◆ **Problem requirements**
Render each line of the listing below as an item in a numbered list. Skip any blank lines and leave the pictures out.

◆ **Supplied records**
• • •
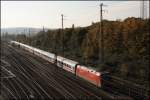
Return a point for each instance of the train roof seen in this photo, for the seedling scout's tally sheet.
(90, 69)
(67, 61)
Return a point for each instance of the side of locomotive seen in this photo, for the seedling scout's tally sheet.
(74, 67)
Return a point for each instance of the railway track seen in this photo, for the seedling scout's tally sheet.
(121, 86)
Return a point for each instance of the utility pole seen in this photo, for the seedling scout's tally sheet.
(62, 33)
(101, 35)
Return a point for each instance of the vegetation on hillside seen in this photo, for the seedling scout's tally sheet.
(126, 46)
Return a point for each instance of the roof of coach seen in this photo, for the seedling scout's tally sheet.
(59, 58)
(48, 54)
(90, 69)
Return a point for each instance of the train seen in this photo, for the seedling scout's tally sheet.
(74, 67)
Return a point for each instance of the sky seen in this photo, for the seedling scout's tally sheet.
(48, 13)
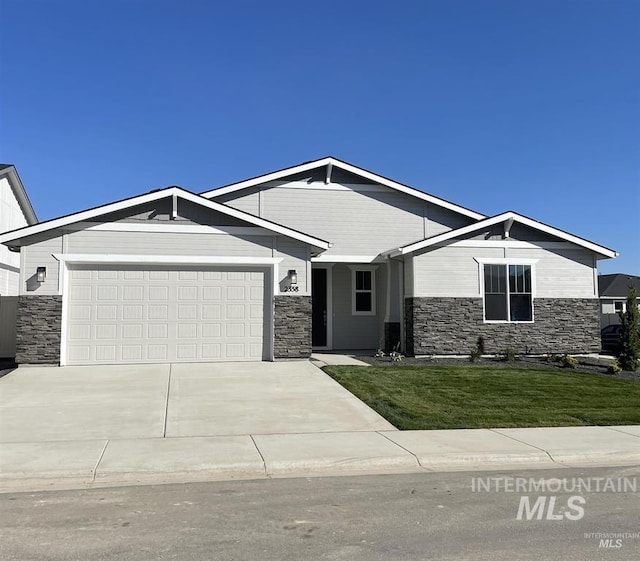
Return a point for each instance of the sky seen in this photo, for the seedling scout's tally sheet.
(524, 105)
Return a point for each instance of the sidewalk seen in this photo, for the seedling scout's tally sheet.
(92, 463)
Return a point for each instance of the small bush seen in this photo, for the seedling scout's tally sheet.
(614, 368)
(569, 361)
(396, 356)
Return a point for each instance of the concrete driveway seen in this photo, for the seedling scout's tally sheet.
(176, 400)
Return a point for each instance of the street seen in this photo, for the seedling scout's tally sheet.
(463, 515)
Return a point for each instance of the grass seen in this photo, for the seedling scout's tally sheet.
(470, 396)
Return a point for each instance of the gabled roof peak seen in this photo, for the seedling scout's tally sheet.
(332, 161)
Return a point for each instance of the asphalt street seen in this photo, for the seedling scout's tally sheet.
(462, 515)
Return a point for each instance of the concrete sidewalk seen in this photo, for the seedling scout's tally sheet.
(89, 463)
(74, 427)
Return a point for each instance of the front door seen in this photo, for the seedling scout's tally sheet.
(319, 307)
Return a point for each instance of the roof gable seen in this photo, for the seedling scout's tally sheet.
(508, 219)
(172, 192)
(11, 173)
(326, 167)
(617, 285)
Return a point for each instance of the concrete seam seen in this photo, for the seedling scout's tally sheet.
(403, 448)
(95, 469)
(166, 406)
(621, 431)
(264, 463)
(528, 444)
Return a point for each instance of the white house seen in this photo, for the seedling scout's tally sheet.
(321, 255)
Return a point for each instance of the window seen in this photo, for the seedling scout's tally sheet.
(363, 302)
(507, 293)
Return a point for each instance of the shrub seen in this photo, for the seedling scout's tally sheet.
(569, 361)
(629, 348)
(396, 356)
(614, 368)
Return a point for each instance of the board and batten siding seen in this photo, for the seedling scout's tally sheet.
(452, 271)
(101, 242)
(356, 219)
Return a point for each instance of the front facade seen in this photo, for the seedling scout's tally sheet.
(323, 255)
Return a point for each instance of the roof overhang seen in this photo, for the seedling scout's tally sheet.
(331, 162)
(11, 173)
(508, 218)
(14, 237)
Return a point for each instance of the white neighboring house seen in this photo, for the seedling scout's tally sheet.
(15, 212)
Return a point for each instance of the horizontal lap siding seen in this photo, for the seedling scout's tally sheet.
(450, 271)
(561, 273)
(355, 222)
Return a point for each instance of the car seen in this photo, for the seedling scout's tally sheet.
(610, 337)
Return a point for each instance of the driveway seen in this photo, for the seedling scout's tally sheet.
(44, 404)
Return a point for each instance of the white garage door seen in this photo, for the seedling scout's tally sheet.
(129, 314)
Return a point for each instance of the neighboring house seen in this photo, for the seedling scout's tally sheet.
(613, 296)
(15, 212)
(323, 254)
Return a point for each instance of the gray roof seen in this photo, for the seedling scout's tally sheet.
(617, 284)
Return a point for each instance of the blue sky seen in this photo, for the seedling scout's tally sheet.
• • •
◆ **Answer to this exercise**
1. Return a point for each instance of the train roof seen in this photo, for the seedling scout's tally sheet.
2. (90, 69)
3. (67, 61)
4. Return a point for each instance of the side of locomotive seen in this photo, for the seedling scout's tally sheet.
5. (74, 67)
6. Return a point for each instance of the railway track seen in this photo, for the seedling scout's tally sheet.
7. (121, 86)
8. Return a point for each instance of the utility pole seen in this photo, for the seedling scout's tally sheet.
9. (62, 33)
10. (101, 35)
11. Return a point for each instance of the vegetation on hillside seen in this photo, for the seedling scout's tally sheet.
12. (126, 46)
13. Return a point for each instance of the roof of coach seen in this photo, for the seedling scout's tally sheet.
14. (59, 58)
15. (48, 54)
16. (90, 69)
17. Return a point for each instance of the train seen in this photo, for the seedling scout's tally sheet.
18. (74, 67)
19. Return a point for each instance of the sky seen in this photo, for the seedling scout's tally sheet.
20. (48, 13)
21. Return a point for each instance of the sky seen in this photo, for the seedling scout's tally sheet.
22. (524, 105)
23. Return a point for each instance of the sidewalk seen in this photo, for the seedling scout's tally sheet.
24. (92, 463)
25. Return a point for each instance of the small bush seen in this photo, for the seedling scout's tally sheet.
26. (614, 368)
27. (569, 361)
28. (396, 356)
29. Return a point for each instance of the concrete driveway seen in this photo, for the seedling scout's tally sheet.
30. (176, 400)
31. Return a point for each instance of the street seen in this photo, for the seedling scout's tally sheet.
32. (463, 515)
33. Return a point for each instance of the grass seen in this photo, for the seedling scout's tally sheet.
34. (470, 396)
35. Return a point for each instance of the gabled roof peak seen in this photo, for the seedling scout's tally sheet.
36. (332, 161)
37. Return a point for each instance of the asphalt street seen in this photo, for the seedling scout's tally sheet.
38. (462, 515)
39. Return a point for each instance of the concrete sidewalk seen in this photo, for the seedling scout's tally sheet.
40. (89, 463)
41. (74, 427)
42. Return a point for each instance of the front door seen in this photo, for the seedling scout's tally sheet.
43. (319, 307)
44. Return a point for each instance of the roof gable seen in this photo, for the seedling scout's tally sheet.
45. (508, 219)
46. (172, 192)
47. (11, 173)
48. (326, 167)
49. (617, 285)
50. Return a point for each instance of the concrete seam seen in this photo, for the seedling scout's tally sheet.
51. (403, 448)
52. (95, 469)
53. (166, 406)
54. (621, 431)
55. (264, 463)
56. (528, 444)
57. Return a point for each instance of the white house seen in this photo, for the seedling scout's tally sheet.
58. (321, 255)
59. Return a point for each instance of the window seen in this photo, for the seedling scout's tally sheet.
60. (363, 302)
61. (507, 293)
62. Return a point for each instance of the shrub seen in this photo, for the seedling scout's tally sheet.
63. (569, 361)
64. (629, 348)
65. (396, 356)
66. (614, 368)
67. Return a point for each instance of the board and batten siding seen in this photo, for the seedling scout's tally sheet.
68. (452, 271)
69. (101, 242)
70. (356, 219)
71. Return a point for each instance of the front facade seen in this photo, for the seedling scout's tally sheet.
72. (323, 255)
73. Return a point for each instance of the roof overhang seen in this photo, for the seedling scout's tally sheet.
74. (331, 162)
75. (11, 173)
76. (508, 218)
77. (14, 237)
78. Return a point for each instance of the white neighboring house seen in this photo, for the seedling scout's tally sheet.
79. (15, 212)
80. Return a point for each instance of the horizontal lap siding seen in this photo, for the seedling scout's tally sheet.
81. (450, 271)
82. (561, 273)
83. (355, 222)
84. Return a point for each instance of the car seen in this photo, for the seedling scout's tally sheet.
85. (610, 337)
86. Return a point for each instance of the driveway seen in this photo, for the seedling scout's tally sheet.
87. (44, 404)
88. Return a point for each instance of the white garage door seen in this photo, for the seedling scout's tally sheet.
89. (129, 314)
90. Return a point for each instance of the neighboring house seen in this photo, for the seedling scout's tally sheet.
91. (613, 296)
92. (15, 212)
93. (323, 254)
94. Return a point for each instance of the gray roof seen in this photo, for the seedling scout's tally sheet.
95. (617, 284)
96. Return a point for each instance of the blue sky seen in this photo, for the seedling scout's tally sheet.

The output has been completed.